Goals >>
a - In the Monte Carlo retirement example, what assumed arithmetic return for stocks would have produced a final return of about 10%?
b - Reproduce word for word the stretch of the Monte Carlo retirement example from "And notably, the" through "long-term compounded returns.".

Text excerpt >>
━━━━━━━━━━━━━━━━

Example 4. Jeremy is running a 30-year retirement projection for a 65-year-old client, where stocks are assumed to have an average annual growth rate of 10% and bonds are assumed to grow at 5% — consistent with their long-term 90-year historical return levels. The standard deviations are assumed to be 17% and 5%, respectively. If these assumptions — of 10% returns and 17% standard deviation for stocks, and 5% returns and a 5% standard deviation for bonds — are plugged into the Monte Carlo analysis tools, the final geometric returns will be approximately 8.56% for stocks and 4.75% for bonds due to volatility drag, or slightly higher once a small positive impact for rebalancing is also included. That said, as just noted, the long-term geometric returns for stocks and bonds were supposed to be 10% and 5%, not 8.56% and 4.75%.

In order to achieve a Monte Carlo analysis where the final geometric return is consistent with the desired long-term averages, Jeremy should have gone back to the original data to calculate the higher arithmetic average on which the returns were based, or alternatively just increased the return assumptions by half of the variance to estimate the original arithmetic return. This would have produced an assumed arithmetic return of 11.45% for stocks and 5.25% for bonds — such that, after including the impact of volatility drag, the final returns would have ended out at approximately 10% for stocks and 5% for bonds.

And notably, the cumulative impact of this difference is substantial. If the client had a 50/50 portfolio, the client’s long-term compounded returns would be only 6.65% — or slightly higher with a small potential rebalancing bonus — whereas they should have been 7.5%. This means that the impact of volatility drag turns into a 0.85% reduction on actual long-term compounded returns.

━━━━━━━━━━━━━━━━

Data section >>
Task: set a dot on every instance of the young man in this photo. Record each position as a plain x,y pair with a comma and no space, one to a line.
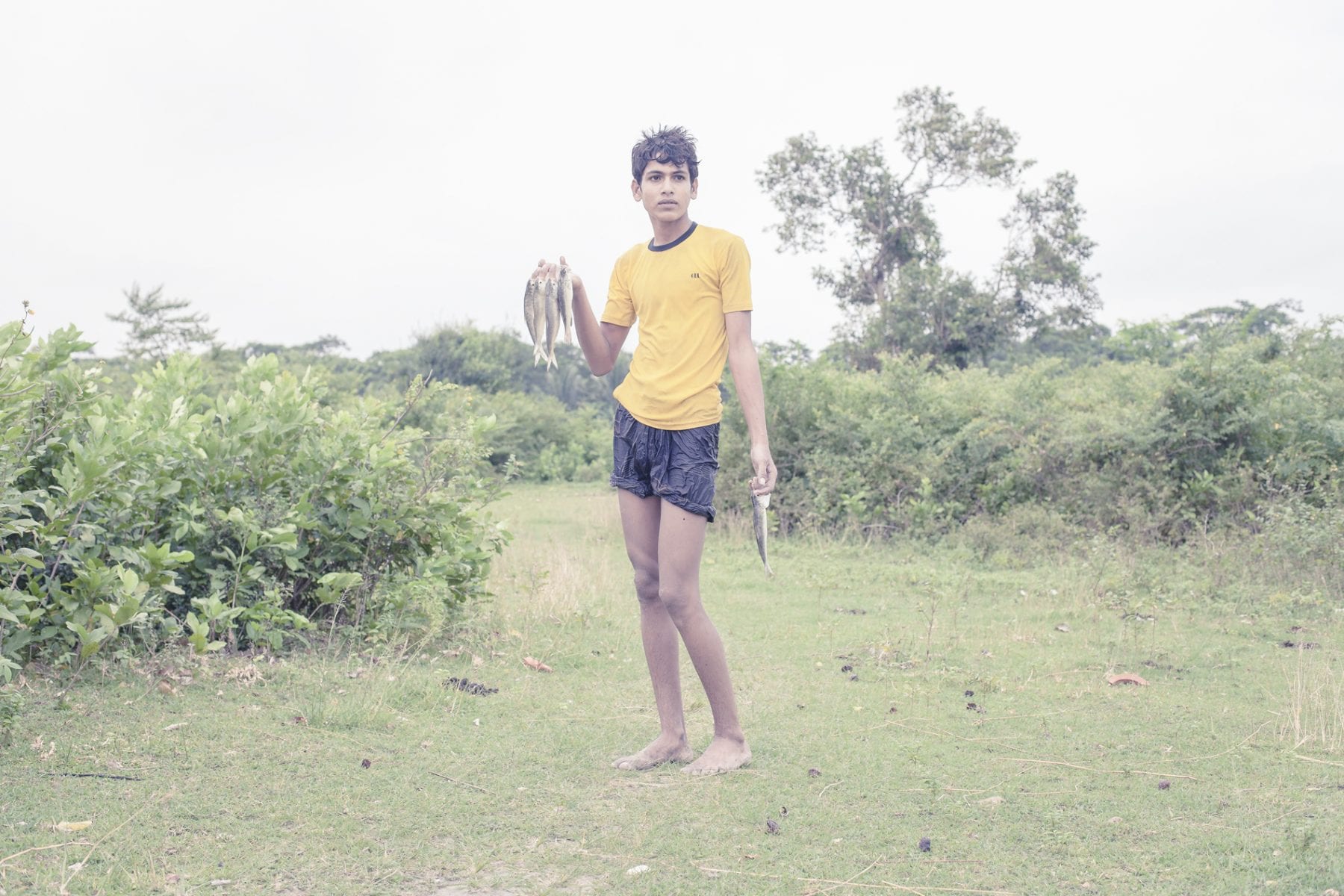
690,290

━━━━━━━━━━━━━━━━

Solutions to the exercise >>
a - 11.45%

b -
And notably, the cumulative impact of this difference is substantial. If the client had a 50/50 portfolio, the client’s long-term compounded returns would be only 6.65% — or slightly higher with a small potential rebalancing bonus — whereas they should have been 7.5%. This means that the impact of volatility drag turns into a 0.85% reduction on actual long-term compounded returns.